*Written instruction 1*. According to the ceph mailing-list thread, what replication level does the cluster use?
*Written instruction 2*. List the details that the first message in the ceph mailing-list thread gives about how the cluster is set up.
*Written instruction 3*. Continue the reply in the ceph mailing-list thread from its last sentence.

*Source extract*.
-- START --

2016-01-14 11:25 GMT+02:00 Magnus Hagdorn <[email protected]>:

> On 13/01/16 13:32, Andy Allan wrote:
>
>> On 13 January 2016 at 12:26, Magnus Hagdorn <[email protected]>
>> wrote:
>>
>>> Hi there,
>>> we recently had a problem with two OSDs failing because of I/O errors of
>>> the
>>> underlying disks. We run a small ceph cluster with 3 nodes and 18 OSDs in
>>> total. All 3 nodes are dell poweredge r515 servers with PERC H700
>>> (MegaRAID
>>> SAS 2108) RAID controllers. All disks are configured as single disk RAID
>>> 0
>>> arrays. A disk on two separate nodes started showing I/O errors reported
>>> by
>>> SMART, with one of the disks reporting pre failure SMART error. The node
>>> with the failing disk also reported XFS I/O errors. In both cases the OSD
>>> daemons kept running although ceph reported that they were slow to
>>> respond.
>>> When we started to look into this we first tried restarted the OSDs. They
>>> then failed straight away. We ended up with data loss. We are running
>>> ceph
>>> 0.80.5 on Scientific Linux 6.6 with a replication level of 2. We had
>>> hoped
>>> that loosing disks due to hardware failure would be recoverable.
>>>
>>> Is this a known issue with the RAID controllers, version of ceph?
>>>
>> If you only lost one disk (e.g. A) then ceph would shuffle things
>> around and duplicate the data from the backup copy, so that (after
>> recovery) you have two copies again. Ceph also makes sure that the
>> copies are on different nodes, in case you lose an entire node - but
>> in this case, you've lost two disks on separate nodes.

-- END --

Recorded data
-- START --

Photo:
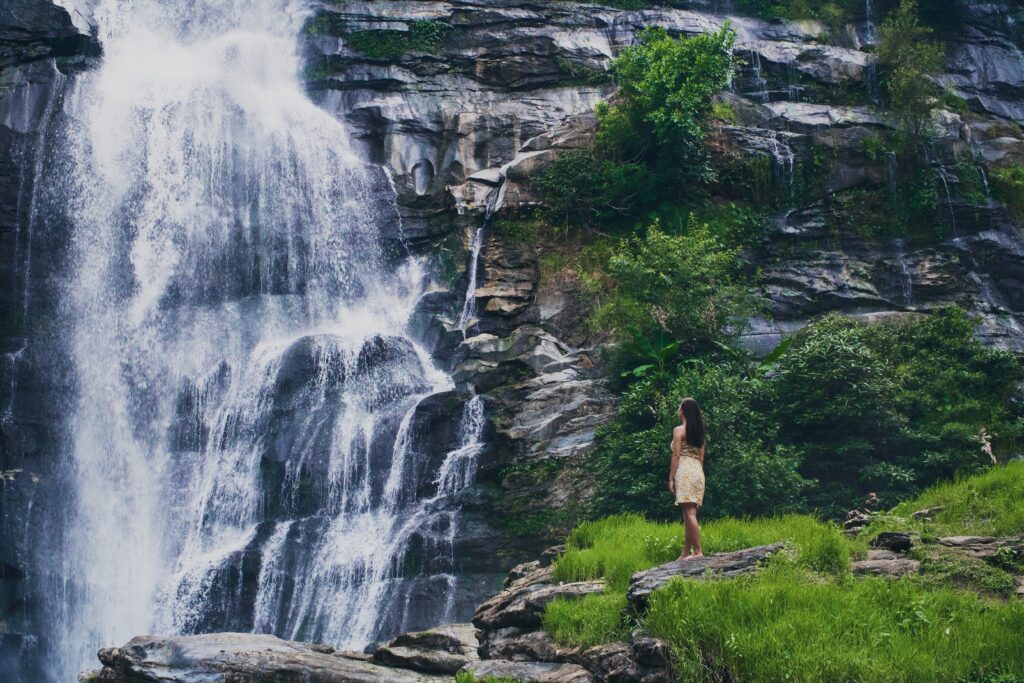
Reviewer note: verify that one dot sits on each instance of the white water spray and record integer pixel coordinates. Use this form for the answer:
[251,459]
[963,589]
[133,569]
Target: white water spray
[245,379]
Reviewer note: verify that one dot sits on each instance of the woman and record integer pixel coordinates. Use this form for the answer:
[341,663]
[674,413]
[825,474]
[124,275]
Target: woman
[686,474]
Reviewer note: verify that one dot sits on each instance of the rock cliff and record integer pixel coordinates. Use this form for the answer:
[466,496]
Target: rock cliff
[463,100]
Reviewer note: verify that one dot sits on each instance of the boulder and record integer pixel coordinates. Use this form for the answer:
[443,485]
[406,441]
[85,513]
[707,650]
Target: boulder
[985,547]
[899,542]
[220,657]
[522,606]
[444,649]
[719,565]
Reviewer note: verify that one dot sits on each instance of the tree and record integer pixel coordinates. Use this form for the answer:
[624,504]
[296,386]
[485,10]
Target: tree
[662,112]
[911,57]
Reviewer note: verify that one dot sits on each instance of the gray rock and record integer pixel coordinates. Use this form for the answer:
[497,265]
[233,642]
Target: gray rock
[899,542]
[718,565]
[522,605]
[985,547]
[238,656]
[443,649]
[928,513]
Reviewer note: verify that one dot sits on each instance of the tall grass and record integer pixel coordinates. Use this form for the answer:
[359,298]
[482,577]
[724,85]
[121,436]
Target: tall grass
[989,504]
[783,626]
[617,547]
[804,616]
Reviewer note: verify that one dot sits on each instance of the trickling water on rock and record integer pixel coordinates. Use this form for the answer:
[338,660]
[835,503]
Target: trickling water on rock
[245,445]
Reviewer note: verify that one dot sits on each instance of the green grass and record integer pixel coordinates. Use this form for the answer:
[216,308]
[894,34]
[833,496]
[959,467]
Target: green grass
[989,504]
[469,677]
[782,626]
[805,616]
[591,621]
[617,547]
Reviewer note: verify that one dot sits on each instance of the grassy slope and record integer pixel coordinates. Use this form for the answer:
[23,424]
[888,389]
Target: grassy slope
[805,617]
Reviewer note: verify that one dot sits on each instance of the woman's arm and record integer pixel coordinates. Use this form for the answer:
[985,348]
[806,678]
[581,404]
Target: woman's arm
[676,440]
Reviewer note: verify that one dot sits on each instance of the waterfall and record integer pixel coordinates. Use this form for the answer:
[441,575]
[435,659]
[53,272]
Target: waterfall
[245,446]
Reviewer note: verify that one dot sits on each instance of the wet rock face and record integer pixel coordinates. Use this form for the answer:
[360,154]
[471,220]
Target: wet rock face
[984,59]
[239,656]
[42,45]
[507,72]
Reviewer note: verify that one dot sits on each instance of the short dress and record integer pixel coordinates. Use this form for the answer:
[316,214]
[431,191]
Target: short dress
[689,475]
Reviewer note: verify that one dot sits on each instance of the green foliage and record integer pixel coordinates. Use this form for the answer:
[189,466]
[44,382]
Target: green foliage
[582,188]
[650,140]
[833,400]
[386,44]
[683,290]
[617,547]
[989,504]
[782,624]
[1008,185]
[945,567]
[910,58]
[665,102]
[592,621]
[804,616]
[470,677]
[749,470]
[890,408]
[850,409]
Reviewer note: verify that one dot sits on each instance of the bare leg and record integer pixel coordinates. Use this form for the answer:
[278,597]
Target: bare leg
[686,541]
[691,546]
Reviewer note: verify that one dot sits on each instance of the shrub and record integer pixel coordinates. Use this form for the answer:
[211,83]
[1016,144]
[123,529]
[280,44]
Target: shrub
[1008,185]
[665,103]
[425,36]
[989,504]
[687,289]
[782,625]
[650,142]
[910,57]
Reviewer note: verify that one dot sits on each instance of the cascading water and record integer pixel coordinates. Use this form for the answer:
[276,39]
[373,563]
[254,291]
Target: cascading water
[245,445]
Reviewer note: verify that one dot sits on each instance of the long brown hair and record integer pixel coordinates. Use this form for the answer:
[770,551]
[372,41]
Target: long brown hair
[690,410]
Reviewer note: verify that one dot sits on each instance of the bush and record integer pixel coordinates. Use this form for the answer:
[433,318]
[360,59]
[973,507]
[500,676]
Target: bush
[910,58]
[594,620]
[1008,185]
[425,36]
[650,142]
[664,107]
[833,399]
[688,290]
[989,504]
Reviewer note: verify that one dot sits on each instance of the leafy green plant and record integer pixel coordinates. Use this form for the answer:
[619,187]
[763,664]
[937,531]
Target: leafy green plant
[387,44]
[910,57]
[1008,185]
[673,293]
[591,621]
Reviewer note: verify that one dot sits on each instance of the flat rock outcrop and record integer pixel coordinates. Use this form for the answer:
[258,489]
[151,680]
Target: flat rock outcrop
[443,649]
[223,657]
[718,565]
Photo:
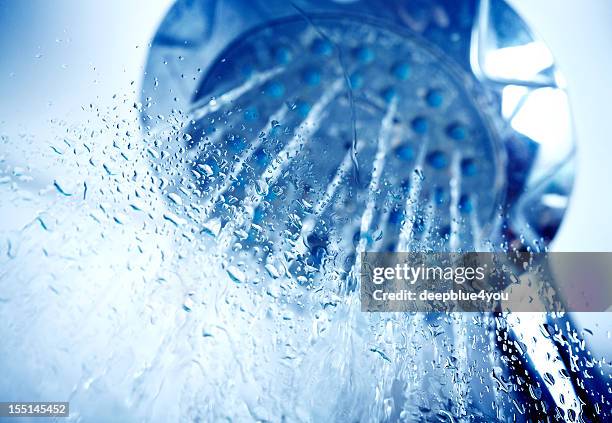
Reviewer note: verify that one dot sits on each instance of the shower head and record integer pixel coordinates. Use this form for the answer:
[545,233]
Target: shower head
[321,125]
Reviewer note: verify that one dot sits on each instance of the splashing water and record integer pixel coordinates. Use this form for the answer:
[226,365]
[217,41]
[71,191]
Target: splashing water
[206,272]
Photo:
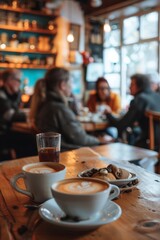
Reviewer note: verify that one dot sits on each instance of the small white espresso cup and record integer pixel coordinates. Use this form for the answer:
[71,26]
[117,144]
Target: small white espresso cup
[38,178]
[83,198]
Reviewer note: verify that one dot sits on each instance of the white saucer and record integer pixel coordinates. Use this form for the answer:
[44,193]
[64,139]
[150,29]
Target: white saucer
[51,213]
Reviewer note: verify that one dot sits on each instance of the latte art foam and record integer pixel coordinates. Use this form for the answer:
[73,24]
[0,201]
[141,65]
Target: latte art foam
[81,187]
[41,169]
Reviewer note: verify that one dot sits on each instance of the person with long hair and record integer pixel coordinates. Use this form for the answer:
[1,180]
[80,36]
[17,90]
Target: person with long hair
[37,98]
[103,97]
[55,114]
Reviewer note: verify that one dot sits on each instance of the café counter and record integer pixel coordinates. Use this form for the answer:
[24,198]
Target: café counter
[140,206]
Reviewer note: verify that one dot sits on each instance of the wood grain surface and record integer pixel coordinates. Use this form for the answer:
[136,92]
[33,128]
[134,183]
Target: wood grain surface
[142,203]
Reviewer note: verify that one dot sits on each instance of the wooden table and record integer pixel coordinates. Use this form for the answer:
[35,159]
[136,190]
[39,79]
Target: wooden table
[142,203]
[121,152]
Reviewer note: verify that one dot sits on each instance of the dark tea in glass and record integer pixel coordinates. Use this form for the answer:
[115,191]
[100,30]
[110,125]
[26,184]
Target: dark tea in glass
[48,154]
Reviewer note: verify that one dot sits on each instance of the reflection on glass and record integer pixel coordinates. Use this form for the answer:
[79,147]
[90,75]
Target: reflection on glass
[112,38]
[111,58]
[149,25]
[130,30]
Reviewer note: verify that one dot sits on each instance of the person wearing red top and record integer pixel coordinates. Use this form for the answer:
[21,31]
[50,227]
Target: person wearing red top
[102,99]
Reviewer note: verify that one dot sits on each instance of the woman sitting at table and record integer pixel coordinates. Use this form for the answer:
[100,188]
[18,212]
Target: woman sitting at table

-- END --

*Response 1*. The cluster uses a replication level of 2.

*Response 2*.
- 3 nodes
- 18 OSDs in total
- Dell PowerEdge R515 servers
- PERC H700 (MegaRAID SAS 2108) RAID controllers
- every disk configured as a single-disk RAID 0 array
- ceph 0.80.5
- Scientific Linux 6.6
- a replication level of 2

*Response 3*.
>>
>
> AFAICT, the two failures were a few days apart. The main issue is that
> ceph didn't detect the failures. It *only* warned that there were two
> slowly responding OSDs. This is precisely our worry. How come ceph didn't
> detect and mitigate the failure.
>
> I think that's because the OSDs weren't down, just slow on read/write
(hence slow response). I think ceph takes actions only on no response from
the OSD and marks it as down.
In any case, on replication level on 2 (pool size 3, 1 master and 2 copies
of it) you should still have an integral copy of your data on the host that
is still up. Setting the min_size to 1 on the pool should give you acces to
that host, although not recommanded in case a HDD fails on that node too
your data will be lost.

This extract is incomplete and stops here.